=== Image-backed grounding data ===
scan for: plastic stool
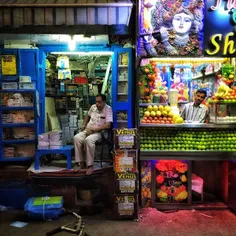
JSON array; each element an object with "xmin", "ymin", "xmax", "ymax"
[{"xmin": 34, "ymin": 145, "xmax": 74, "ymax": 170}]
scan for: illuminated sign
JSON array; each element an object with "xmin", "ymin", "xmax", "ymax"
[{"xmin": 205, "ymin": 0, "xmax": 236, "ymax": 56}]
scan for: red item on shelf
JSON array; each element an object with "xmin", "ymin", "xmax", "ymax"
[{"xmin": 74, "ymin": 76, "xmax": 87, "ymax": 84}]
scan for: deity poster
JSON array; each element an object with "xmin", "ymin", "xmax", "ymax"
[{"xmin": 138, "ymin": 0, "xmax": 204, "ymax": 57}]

=== ACTIVITY ===
Reproduce every line from the entries that holds the word "scan".

=== SOLUTION FOR THIS TASK ===
scan for: plastic stool
scan for: illuminated sign
scan for: red item on shelf
scan for: deity poster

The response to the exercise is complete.